Except for images, print the whole listing verbatim.

··········

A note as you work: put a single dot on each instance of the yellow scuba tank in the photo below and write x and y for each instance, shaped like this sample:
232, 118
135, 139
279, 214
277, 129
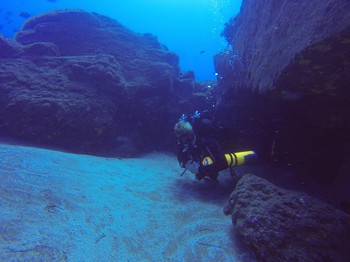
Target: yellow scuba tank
234, 159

··········

### Output of the task:
A note as you work: put a single dot on each instance of the yellow scuba tank in the photo below and write x and y for each instance, shaped like this sample:
232, 118
135, 139
279, 214
277, 129
Target: yellow scuba tank
234, 159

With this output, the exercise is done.